Leave the images out and write out each entry exactly as shown.

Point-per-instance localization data
....

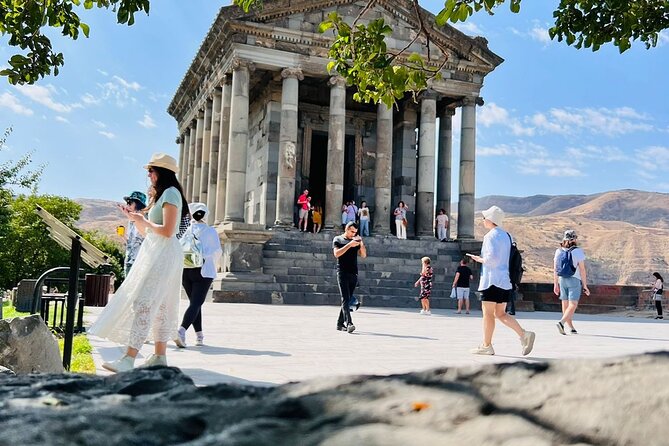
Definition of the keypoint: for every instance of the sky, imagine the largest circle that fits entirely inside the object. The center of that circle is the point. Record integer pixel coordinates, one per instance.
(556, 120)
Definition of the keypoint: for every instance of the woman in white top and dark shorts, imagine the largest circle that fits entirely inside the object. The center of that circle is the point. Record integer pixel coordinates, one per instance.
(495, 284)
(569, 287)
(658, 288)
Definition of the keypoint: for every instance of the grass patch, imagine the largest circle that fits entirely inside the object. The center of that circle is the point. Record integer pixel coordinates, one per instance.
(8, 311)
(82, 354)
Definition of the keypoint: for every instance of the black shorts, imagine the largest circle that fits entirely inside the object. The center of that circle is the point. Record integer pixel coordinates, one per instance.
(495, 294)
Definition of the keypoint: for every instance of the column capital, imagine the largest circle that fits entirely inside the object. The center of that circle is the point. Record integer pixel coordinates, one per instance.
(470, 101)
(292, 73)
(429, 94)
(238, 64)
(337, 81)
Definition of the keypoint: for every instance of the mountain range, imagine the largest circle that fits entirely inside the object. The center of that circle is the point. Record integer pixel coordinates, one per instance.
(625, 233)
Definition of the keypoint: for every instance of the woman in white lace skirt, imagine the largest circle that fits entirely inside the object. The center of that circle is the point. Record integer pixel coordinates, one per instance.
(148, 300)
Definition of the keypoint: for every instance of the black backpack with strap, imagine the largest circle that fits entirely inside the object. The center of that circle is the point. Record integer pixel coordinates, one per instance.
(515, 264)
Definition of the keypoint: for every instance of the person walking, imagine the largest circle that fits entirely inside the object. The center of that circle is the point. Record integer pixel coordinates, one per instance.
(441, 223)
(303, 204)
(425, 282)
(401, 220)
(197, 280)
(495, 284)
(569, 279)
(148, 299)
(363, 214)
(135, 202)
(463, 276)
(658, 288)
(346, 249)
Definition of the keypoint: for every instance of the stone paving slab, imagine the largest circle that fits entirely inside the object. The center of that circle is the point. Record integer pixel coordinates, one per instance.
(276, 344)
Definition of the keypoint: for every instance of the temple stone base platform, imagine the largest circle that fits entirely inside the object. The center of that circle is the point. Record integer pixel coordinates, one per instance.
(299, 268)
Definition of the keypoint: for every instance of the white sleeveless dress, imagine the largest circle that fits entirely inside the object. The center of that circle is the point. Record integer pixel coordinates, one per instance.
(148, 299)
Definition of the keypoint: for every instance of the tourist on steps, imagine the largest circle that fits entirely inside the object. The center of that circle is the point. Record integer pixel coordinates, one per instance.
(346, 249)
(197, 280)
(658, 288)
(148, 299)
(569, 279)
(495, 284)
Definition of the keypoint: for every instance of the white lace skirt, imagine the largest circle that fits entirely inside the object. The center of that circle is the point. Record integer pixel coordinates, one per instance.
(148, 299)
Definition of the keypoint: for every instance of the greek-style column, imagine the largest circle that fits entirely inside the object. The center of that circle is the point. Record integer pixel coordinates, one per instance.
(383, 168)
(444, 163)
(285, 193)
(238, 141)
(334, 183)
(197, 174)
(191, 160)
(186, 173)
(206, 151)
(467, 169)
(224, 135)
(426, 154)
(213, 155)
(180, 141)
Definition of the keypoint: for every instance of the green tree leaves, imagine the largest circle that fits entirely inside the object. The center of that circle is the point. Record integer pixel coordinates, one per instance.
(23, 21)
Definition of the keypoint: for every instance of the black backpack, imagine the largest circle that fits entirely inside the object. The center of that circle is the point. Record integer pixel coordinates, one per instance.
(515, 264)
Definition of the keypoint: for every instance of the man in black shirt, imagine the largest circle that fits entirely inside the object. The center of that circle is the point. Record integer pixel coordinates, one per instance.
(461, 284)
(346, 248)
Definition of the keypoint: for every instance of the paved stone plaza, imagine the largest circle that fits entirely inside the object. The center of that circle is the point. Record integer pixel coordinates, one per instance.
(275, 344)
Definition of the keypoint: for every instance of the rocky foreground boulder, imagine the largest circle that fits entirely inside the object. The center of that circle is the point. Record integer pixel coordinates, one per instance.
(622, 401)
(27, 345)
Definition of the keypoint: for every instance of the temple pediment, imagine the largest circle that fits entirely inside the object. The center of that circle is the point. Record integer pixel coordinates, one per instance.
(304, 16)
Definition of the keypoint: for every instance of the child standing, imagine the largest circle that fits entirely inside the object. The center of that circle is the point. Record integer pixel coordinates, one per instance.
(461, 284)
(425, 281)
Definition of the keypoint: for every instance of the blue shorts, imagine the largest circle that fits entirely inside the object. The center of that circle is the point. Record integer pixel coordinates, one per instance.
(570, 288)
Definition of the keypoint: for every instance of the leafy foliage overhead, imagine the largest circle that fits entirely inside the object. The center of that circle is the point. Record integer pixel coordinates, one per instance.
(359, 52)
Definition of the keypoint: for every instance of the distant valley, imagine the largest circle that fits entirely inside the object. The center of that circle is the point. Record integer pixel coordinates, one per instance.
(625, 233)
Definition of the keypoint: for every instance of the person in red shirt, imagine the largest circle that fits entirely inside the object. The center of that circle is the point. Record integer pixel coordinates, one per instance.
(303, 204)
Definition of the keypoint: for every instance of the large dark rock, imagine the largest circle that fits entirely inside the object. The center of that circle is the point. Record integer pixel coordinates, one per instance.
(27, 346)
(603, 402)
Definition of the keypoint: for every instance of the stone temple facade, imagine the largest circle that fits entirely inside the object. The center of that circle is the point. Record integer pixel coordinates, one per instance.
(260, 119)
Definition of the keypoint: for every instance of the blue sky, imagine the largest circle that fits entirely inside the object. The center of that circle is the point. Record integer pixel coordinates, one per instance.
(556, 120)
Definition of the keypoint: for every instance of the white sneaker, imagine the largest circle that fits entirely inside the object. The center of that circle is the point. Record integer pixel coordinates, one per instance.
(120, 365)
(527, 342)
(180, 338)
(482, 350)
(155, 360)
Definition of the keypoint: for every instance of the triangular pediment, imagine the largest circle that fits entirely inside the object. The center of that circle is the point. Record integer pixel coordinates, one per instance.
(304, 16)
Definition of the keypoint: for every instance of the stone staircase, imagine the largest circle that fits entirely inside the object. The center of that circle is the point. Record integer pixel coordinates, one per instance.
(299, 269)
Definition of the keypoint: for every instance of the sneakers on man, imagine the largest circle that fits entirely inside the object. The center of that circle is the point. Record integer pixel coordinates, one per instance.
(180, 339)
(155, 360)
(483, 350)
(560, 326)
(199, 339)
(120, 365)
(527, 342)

....

## [Response to the task]
Definition of the keypoint: for every instance of the sky, imagine the largest circle that fits entirely inside the object. The center of that circle is the point. Record integer pixel coordinates, one per instance.
(556, 120)
Definition of the keypoint: for every instance of the woman in white top and dark shorts, imagine the largest circle that fits entirely inside the object. The center of that circle is the point. Record integer pixel coordinates, one per instance.
(495, 284)
(569, 287)
(658, 288)
Definition of the keypoint: for every instance of the grass patch, imagine the largest circle that fits entirely inside the object. The center of that circle is the point. Record integer pixel coordinates, one per instance.
(8, 311)
(82, 354)
Definition of the keypoint: for every instance of the black shorts, imagine the largest circle that fits entirely inside the object. The center of that circle is the point. Record integer pixel coordinates, one per instance.
(495, 294)
Definition of the keypoint: for every instance of the column capital, imagine the largest circle that fits entirely inside the object. The center of that circle is the point. Record integer pixel coordinates, one per instance.
(470, 101)
(292, 73)
(429, 94)
(238, 64)
(337, 81)
Definition of the keypoint: for every instance of the mountain range, imagine the largest circle that fits entirely inside the object. The center of that circle is the point. Record integer pixel coordinates, one per instance.
(625, 233)
Definition of the keypoint: for every instance of the woman in white lace skirt, imagine the largest circle that fits entirely inside the object. The center of that circle is the point. Record integer pixel coordinates, one per instance.
(148, 300)
Definition of the keypoint: for every instance of the black backpack with strap, imagine the largest circle that fits entirely inside the object. The center of that circle is the point. Record integer pixel coordinates, one per instance.
(515, 264)
Definition of the keypoint: for every instance of the person walking, imagine the largest circle that fits entirely inside the object. The center of that circle is the point. Record integer pixel coordinates, one per instance.
(441, 223)
(303, 204)
(425, 282)
(401, 220)
(197, 280)
(495, 284)
(569, 279)
(148, 299)
(363, 214)
(135, 202)
(463, 276)
(658, 288)
(346, 249)
Definition of the keypoint: for every instance of the stone paving slab, imagine the largest circle that fits entirely inside the object. The center of that circle is the point. Record integer pixel coordinates, one per instance.
(276, 344)
Definition of the keypoint: for every instance of the temple stone base platform, imagine the largest circle that fits entirely inside the object. The center of that circle is the point. Record integer pixel coordinates, one per instance.
(299, 268)
Definition of the keypoint: for every instance of the white sleeveless dress, imagine the largest circle that fits entirely inside the object. The center of that circle is the point. Record integer pixel coordinates, one per instance.
(148, 299)
Definition of the keypoint: for every instance of the tourist on steps, imagine the largest circle that fits entirely inside the object. The center of that circle is the point. Record integer pixel coordinates, one per instance.
(346, 249)
(197, 280)
(658, 288)
(148, 299)
(569, 279)
(495, 284)
Definition of the keypoint: for every instance of the white lace skirt, imagine the largest circle that fits entirely inside the object. The center of that circle is the point. Record integer pixel coordinates, one per instance.
(148, 299)
Definition of the keypoint: for every instance of the greek-style column, imagine the largest circle that fits entirely inside the object. The center of that circle is the point. Record integer pixel coordinates, one per instance.
(383, 168)
(444, 163)
(285, 193)
(238, 141)
(334, 183)
(197, 174)
(191, 160)
(186, 173)
(206, 151)
(467, 169)
(224, 135)
(426, 154)
(213, 155)
(180, 141)
Definition of the keypoint: for every instance of the green tree leaves, imagine the largest circle that fits entirely inside the object. The center of that circle is the point. Record integer pixel coordinates, one per instance.
(23, 21)
Definition of the keypoint: for every instance of the black backpack, imagine the largest circle that fits entirely inside the object. The center of that circle is the point. Record integer pixel coordinates, one per instance.
(515, 264)
Definition of the keypoint: for every instance of the man in black shirt, imagine the largest circle that fits entirely inside the object. The center of that circle is the point. Record integer pixel coordinates, one per instance.
(461, 284)
(346, 248)
Definition of the keypoint: for every instance of the paved stone plaza, imagine the largest circle that fits entirely inside the object. The center of that circle is the point. Record integer pixel coordinates, one per instance.
(275, 344)
Definition of the keypoint: for every instance of the rocky foreground boulder, imagine the largest circle that fits entirely inside the object. The center of that circle is the point. Record integer pixel coordinates, one per instance.
(622, 401)
(27, 345)
Definition of the keypoint: for every instance of the temple pediment, imagine the largest circle that fits entirely inside the object. The center of that circle is the point. Record integer pixel coordinates, one per instance.
(304, 16)
Definition of the keypoint: for every instance of the child standing, imagine the largest circle that fits entirely inside the object. The center of that circle is the point. Record integer pixel coordinates, one per instance.
(461, 284)
(425, 281)
Definition of the keypoint: for every instance of the blue shorts, imagine the largest circle that fits entirely inside the object. The center of that circle is the point. Record integer pixel coordinates, one per instance.
(570, 288)
Definition of the keypoint: for every instance of the leafy foliage overhead, imagine the largest circle that fits entirely inside the object. The center of that circle is the point. Record integer pixel coordinates, one per instance.
(359, 52)
Definition of the keypoint: for every instance of the distant valley, imagine the largest circle that fits entirely inside the object. The center of that circle is the point. Record integer pixel coordinates, one per instance.
(625, 233)
Definition of the keypoint: for every instance of the person in red shirt, imagine the largest circle that fits entirely inside the object. The center of that circle is the point. Record integer pixel coordinates, one per instance.
(303, 204)
Definition of the keypoint: for every instance of the large dark rock, imagine the largest circle that fits entirely inside the object. The center of that circle is the point. Record integer pixel coordinates, one per instance.
(27, 346)
(603, 402)
Definition of the keypoint: for every instance of the stone temple facade, imagine the largest circle that fits entirely inside the object. The center of that circle is the point. Record integer pixel coordinates, one per instance.
(260, 119)
Definition of the keypoint: for every instance of the blue sky, imagine the largest circle that fits entirely inside the object. The center of that circle is the point. Record integer pixel coordinates, one per instance.
(556, 120)
Definition of the keypoint: for every instance of the white sneaker, imagine the largest circle that fits entirely inside the object. The center of that circle is the point. Record integer pixel coordinates, one per instance.
(120, 365)
(527, 342)
(180, 338)
(482, 350)
(155, 360)
Definition of the keypoint: for every instance of the triangular pediment, imagine the largest circle that fits entirely inside the object. The center of that circle is the point. Record integer pixel coordinates, one per instance.
(304, 16)
Definition of the keypoint: for every instance of the stone staircase, imagine the largest circle that fits entirely inside the object. The center of that circle is the point. Record integer pixel coordinates, one per instance.
(299, 269)
Definition of the keypoint: for every instance of the sneakers on man, imagine the largest circle that fits entirely inside the object. The center of that circle is the point. Record integer pixel coordinates, one per instance.
(180, 339)
(155, 360)
(483, 350)
(560, 326)
(199, 339)
(120, 365)
(527, 342)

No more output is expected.